• _Prompt_
Revise the entries that follow by replacing "Go through it again" with "Examine it once more" wherever it appears, and leave all other text unchanged. Omit the pictures from your reply.

• _Items_
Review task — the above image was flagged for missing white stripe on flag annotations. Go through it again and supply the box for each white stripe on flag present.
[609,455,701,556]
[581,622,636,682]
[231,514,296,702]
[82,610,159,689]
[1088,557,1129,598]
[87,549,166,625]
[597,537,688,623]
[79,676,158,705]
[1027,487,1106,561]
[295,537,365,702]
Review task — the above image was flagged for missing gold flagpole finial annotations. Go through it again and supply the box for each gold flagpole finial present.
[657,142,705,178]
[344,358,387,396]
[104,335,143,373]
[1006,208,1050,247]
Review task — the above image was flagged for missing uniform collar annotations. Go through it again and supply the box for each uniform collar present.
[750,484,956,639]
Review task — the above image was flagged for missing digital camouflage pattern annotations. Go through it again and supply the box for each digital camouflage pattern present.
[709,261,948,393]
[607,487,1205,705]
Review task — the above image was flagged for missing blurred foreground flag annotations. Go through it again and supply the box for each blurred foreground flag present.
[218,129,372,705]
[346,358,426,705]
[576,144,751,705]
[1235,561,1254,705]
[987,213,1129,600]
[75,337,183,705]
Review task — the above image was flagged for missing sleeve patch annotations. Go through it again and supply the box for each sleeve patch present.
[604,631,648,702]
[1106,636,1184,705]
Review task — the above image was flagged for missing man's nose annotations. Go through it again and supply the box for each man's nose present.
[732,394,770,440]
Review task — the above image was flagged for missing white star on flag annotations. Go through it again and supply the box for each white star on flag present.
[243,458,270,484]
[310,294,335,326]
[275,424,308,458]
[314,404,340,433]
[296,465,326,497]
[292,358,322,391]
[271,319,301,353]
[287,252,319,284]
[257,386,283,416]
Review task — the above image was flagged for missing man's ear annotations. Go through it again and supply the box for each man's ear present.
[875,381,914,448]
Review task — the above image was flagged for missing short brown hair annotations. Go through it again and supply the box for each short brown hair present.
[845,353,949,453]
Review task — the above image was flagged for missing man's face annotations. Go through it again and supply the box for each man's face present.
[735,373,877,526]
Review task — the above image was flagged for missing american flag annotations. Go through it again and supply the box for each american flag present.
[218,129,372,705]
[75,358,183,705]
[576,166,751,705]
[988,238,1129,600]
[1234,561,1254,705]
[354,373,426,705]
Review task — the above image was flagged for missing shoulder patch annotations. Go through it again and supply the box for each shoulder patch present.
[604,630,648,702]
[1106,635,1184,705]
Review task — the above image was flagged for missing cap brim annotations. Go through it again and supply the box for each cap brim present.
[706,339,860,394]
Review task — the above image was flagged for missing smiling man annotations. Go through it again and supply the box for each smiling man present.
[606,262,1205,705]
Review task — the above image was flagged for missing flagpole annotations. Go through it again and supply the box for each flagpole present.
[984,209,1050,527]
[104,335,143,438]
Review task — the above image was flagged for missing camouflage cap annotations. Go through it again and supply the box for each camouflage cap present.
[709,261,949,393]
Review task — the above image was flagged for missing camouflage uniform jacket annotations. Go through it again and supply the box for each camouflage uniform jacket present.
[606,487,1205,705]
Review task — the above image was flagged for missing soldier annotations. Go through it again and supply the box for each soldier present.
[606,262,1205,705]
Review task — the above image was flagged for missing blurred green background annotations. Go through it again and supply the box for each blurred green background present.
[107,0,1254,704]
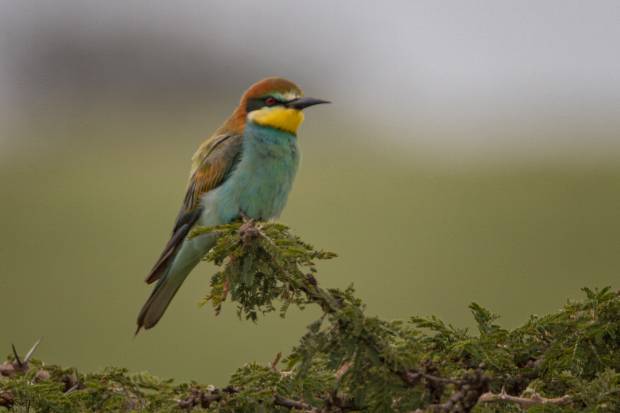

• _Answer for this exercise_
Review task — the above image was flagged for missing white stripe on flag annotations. Examine it once more and supply the box for each white stripe on flag present.
[609,455,701,556]
[581,622,636,682]
[231,514,296,702]
[82,610,159,689]
[1088,557,1129,598]
[87,549,166,625]
[597,537,688,623]
[79,676,158,705]
[1027,487,1106,561]
[295,537,365,702]
Review task — the above image was flagged for missing gold flagpole finial annotations. Examine it once more and supply the box for each gold flagpole finial present.
[657,142,705,178]
[344,358,387,396]
[104,335,143,373]
[1006,208,1050,247]
Review task — the above image was flagged for missing uniform collar annotations. Examine it once more and supply the box for each uniform collar present.
[750,484,956,639]
Review task — the above image was flagged for missing digital camouflage pattern annotations. Examine it once more and supply the box for each digital camouflage pattern present.
[709,261,948,393]
[607,487,1205,705]
Review task — the above image was flagged for missing blurred foreground flag annotations. Examine it once more and supply the box for each blurred foreground flag present.
[218,129,372,705]
[346,358,426,705]
[576,144,751,705]
[1235,561,1254,705]
[987,213,1129,600]
[75,337,183,705]
Review task — the above image was flagged for missing sleeve patch annotations. Examine it once more and supply the box for each sleeve patch present.
[604,631,648,702]
[1106,636,1184,705]
Review task — the above image was flagged for missing man's nose annotations. Examine it once more and supply the box for each man's nose present.
[732,394,770,440]
Review task — the above image was flagged for missing white star on flag annotations. Examine it once more and supply the box for each white star on flag present.
[243,458,270,484]
[310,294,335,326]
[275,424,308,458]
[314,404,340,433]
[296,465,326,497]
[292,358,322,391]
[271,319,301,353]
[287,252,319,284]
[257,386,283,416]
Review task — the above image was flagged for missing man's ear annotations. Examine it once more and supply the box for each man's ear present.
[875,381,914,448]
Review task — the above image was flagged for missing short brown hair annotations. Examine it once more and supply the box for each short brown hair present.
[845,353,949,453]
Review task — the above image was flagged for missing man's face annotations. Examine it once more and supply the box for each man's face present.
[735,373,877,526]
Review task — the above image was flagged for missing american flag annotations. Examine it once more and supply the box for each american flag present.
[218,129,372,705]
[75,358,183,705]
[576,166,751,705]
[988,238,1129,600]
[1234,561,1254,705]
[354,373,426,705]
Review task — the above image was flagged for missing shoulder patch annotations. Examine it once more and supply the box for each shoulder patch present.
[604,630,648,702]
[1106,635,1184,705]
Review task — the above image was flagged for missing cap brim annotations. Examine it once more and supply the box for each cap brim present.
[706,339,860,394]
Review task — the above image was flagged for missing smiling man annotations. Examine it once more and supply the box for each smiling man present.
[606,262,1205,705]
Review task — the above image was flagged for missing flagpole annotations. Examine it once more and supply the box for each flagpole present.
[984,209,1050,527]
[104,335,143,438]
Review task — the above image was flagged for missing camouflage cap annotations. Examine it once more and supply the box for each camouflage cap present.
[709,261,949,393]
Review task — the above image was flagged for missing camouflage uniform jacket annotations. Examine it once more and supply the box for each camouflage uniform jacket present.
[606,487,1205,705]
Review task — the above image was flagged for missing soldier annotations. Examine it once more and supply the box for each soldier present.
[606,262,1205,705]
Review task — the above image was flagged for missing blurred green background annotations. Examine it once more and supply the box for each blurred green background present.
[107,0,1254,704]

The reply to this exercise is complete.